• **Source**
----------

They cannot keep themselves, but he keeps them. And then,
in the third place, as I said, we have something else here,
we have the certainty of it. the source of it is in God it
is God himself who is the one who watches over his people and
it is a constant care that he has of them and so their preservation
is assured is it not? we need to mark that opening
word surely that's how it's rendered I said
some suggest it could be rendered only goodness and mercy, that's
the truth, but this is the way in which the translators have
seen fit to render it into our English language and it has this
note of certitude surely for there is no possibility of God's
care in any sense failing I know that when we speak in terms of
the great doctrines of grace, the five points of Calvinism,
we speak of that fifth of the points, the letter P in TULIP,
standing for the perseverance of the saints, and that's a truth.

----------

• **Dataset rows showing where objects appear**

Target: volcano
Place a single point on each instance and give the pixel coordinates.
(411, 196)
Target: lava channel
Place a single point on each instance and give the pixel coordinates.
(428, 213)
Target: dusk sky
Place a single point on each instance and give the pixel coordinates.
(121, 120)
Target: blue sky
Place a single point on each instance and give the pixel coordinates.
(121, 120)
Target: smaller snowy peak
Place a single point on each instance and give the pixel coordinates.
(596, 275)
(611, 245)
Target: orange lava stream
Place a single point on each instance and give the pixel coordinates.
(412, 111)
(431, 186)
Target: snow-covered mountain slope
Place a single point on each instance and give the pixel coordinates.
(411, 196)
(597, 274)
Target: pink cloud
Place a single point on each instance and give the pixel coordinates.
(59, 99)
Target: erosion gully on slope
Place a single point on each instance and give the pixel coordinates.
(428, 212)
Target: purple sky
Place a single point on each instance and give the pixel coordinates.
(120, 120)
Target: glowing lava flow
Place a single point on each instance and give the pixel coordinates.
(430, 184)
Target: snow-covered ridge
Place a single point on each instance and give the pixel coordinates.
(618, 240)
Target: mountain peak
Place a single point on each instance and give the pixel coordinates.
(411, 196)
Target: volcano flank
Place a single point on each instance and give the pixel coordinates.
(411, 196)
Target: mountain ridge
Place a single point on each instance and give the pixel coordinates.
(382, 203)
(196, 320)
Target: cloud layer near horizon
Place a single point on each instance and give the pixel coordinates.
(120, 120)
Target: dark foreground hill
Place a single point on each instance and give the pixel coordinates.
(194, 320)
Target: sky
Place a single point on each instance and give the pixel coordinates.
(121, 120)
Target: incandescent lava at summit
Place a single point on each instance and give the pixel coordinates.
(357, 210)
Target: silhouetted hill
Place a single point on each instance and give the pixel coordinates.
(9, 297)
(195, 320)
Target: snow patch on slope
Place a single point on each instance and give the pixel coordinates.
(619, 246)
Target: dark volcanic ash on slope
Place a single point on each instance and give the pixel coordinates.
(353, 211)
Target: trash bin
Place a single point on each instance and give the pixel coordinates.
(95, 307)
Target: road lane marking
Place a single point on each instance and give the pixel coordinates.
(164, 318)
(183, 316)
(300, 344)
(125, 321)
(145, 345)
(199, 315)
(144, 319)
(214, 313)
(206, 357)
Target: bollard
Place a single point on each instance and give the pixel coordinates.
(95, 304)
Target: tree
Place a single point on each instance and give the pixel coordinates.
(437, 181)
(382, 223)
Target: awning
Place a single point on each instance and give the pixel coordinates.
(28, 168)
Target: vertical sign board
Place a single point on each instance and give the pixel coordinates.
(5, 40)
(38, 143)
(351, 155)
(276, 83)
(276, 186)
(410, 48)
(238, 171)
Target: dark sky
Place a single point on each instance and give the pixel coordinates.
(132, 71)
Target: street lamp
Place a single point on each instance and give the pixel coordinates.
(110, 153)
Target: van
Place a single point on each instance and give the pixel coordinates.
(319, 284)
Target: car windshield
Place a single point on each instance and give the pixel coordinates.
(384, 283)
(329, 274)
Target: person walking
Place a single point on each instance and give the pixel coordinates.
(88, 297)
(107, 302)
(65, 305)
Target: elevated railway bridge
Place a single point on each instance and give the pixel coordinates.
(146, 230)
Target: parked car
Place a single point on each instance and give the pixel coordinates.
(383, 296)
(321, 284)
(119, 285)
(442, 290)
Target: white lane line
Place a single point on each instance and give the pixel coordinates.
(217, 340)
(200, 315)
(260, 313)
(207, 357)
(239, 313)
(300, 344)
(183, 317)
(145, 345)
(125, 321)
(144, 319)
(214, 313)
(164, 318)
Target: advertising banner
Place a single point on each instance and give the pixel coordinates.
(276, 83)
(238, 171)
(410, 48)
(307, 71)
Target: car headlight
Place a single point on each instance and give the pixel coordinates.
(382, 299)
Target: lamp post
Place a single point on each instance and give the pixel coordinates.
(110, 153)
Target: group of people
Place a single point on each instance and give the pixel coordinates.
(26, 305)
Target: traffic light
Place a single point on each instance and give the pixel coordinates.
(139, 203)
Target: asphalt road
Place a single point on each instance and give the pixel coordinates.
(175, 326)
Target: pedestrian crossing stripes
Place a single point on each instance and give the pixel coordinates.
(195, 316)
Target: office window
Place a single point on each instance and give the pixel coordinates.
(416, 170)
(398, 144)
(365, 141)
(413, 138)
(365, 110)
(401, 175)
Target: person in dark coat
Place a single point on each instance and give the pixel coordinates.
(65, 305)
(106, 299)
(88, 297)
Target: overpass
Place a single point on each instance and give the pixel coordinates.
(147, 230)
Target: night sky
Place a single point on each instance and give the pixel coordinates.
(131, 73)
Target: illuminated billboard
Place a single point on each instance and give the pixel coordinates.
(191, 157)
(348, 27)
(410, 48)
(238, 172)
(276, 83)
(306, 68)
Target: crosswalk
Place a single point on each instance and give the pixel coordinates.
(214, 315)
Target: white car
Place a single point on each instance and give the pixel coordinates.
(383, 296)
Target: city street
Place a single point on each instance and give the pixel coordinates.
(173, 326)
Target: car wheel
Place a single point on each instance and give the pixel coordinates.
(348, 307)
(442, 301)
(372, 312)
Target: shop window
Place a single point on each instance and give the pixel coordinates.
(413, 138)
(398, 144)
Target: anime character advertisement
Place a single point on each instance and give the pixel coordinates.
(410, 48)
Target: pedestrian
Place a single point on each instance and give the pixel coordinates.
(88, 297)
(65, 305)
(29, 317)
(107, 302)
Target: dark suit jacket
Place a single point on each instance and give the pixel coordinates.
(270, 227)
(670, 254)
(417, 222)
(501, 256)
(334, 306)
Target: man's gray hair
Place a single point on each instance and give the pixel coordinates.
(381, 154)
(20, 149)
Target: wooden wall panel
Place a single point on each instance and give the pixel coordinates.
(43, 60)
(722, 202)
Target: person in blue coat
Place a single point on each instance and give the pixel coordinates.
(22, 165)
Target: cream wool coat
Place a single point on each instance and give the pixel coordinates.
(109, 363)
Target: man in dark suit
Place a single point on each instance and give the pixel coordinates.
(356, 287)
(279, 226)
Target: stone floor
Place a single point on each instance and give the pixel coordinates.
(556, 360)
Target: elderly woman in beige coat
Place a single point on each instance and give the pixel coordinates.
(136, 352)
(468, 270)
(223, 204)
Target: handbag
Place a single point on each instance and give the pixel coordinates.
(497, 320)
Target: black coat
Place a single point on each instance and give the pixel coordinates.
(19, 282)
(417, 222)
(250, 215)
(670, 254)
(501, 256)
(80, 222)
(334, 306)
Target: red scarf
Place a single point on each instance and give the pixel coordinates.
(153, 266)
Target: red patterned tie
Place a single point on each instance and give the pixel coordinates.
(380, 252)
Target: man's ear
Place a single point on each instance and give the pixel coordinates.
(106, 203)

----------

• **Task list**
- A) In the sermon passage, what does the letter P in TULIP stand for?
- B) Please write what comes next in the sermon passage, picking up after its last sentence.

• **Per-task answers**
- A) The perseverance of the saints.

- B)
It is a truth that is unfolding. God's people do persevere. But
why is it that God's people persevere? either shall endure to the end,
it says, the same shall be saved. Why do they persevere? Because
God preserves them. God is the preserver of his saints. And God so works in them, you
see, that they do persevere. That faith that God has given
to them, that faith that has come into their souls, that faith
of the operation of God, is not something that is there for a
moment. Oh yes, there are those seasons
where there might be darkness, where the believer may be downcast. Why art thou cast down, O my
soul? Why art thou disquieted within
me? Says the psalmist in another
of the Psalms, Hope thou in God. I shall yet praise Him who is
the house of my countenance and my God." There are those dark
seasons but God's people are preserved. Why? They are in Christ and there
is of course that eternal union. They were chosen in Him before
the foundation of the world and once in Him, in Him forever thus
the eternal covenant stands. But when they, in their soul's
experience, come into Christ, and they must be that of course,
they must not only understand something of eternal union, but
something of an experimental union. Those who in their very
natures are dead in trespasses and sins, so they be the election
of grace. And when the Lord does bring
them to Himself, why then they persevere? because God has given
them that persevering faith, but God is the preserver. Surely,
goodness and mercy shall follow me all the days of my life. Now why is it that it is all
so sure and so certain? Well is it not in part because
of what we read previously there in verse 3, He leadeth me in
the paths of righteousness says David, for his name's sake. This is how the Lord leads his
people. And why does he lead them in such paths of righteousness?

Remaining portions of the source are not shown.